## What the task asks
In the records below, swap each "pointer" for "annotator" and write every line out again with nothing else altered. Leave the pictures out.

[START OF Supplied material]

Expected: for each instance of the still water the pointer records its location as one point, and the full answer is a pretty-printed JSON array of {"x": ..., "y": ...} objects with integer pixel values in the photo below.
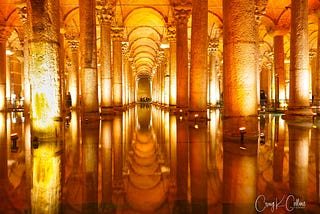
[{"x": 147, "y": 160}]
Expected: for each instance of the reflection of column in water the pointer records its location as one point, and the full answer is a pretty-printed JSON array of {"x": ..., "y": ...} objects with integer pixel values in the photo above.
[
  {"x": 106, "y": 155},
  {"x": 278, "y": 151},
  {"x": 215, "y": 161},
  {"x": 73, "y": 185},
  {"x": 198, "y": 168},
  {"x": 173, "y": 152},
  {"x": 181, "y": 205},
  {"x": 118, "y": 154},
  {"x": 298, "y": 160},
  {"x": 90, "y": 144},
  {"x": 47, "y": 175},
  {"x": 239, "y": 178}
]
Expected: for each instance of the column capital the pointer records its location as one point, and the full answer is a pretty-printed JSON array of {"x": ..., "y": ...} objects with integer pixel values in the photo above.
[
  {"x": 22, "y": 11},
  {"x": 4, "y": 33},
  {"x": 182, "y": 14},
  {"x": 117, "y": 33},
  {"x": 213, "y": 45},
  {"x": 73, "y": 39},
  {"x": 171, "y": 32},
  {"x": 105, "y": 13}
]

[END OF Supplied material]

## Written response
Expected: for each instance of the still water the annotator records its location as one point, and the full answer is a pretty-printed JSON array of {"x": ..., "y": ...} objects with integer pixel values in the photo below.
[{"x": 147, "y": 160}]
Expected: for each instance of the reflection of column in water the annotator records its location as one point, and the full answer is a pretty-printed JSON array of {"x": ..., "y": ...} objects with integer pixel values in the photo above.
[
  {"x": 106, "y": 155},
  {"x": 278, "y": 151},
  {"x": 215, "y": 161},
  {"x": 73, "y": 185},
  {"x": 198, "y": 168},
  {"x": 173, "y": 152},
  {"x": 181, "y": 205},
  {"x": 118, "y": 154},
  {"x": 298, "y": 160},
  {"x": 90, "y": 144},
  {"x": 47, "y": 175},
  {"x": 239, "y": 178}
]
Expected: for each instance of the column capital the annotator records its location as one point, and the full answer is a pretty-printed JSON array of {"x": ..., "y": ...} objects with integer pixel values in the photo above.
[
  {"x": 22, "y": 11},
  {"x": 4, "y": 33},
  {"x": 182, "y": 14},
  {"x": 117, "y": 33},
  {"x": 213, "y": 45},
  {"x": 73, "y": 39},
  {"x": 171, "y": 32},
  {"x": 105, "y": 13}
]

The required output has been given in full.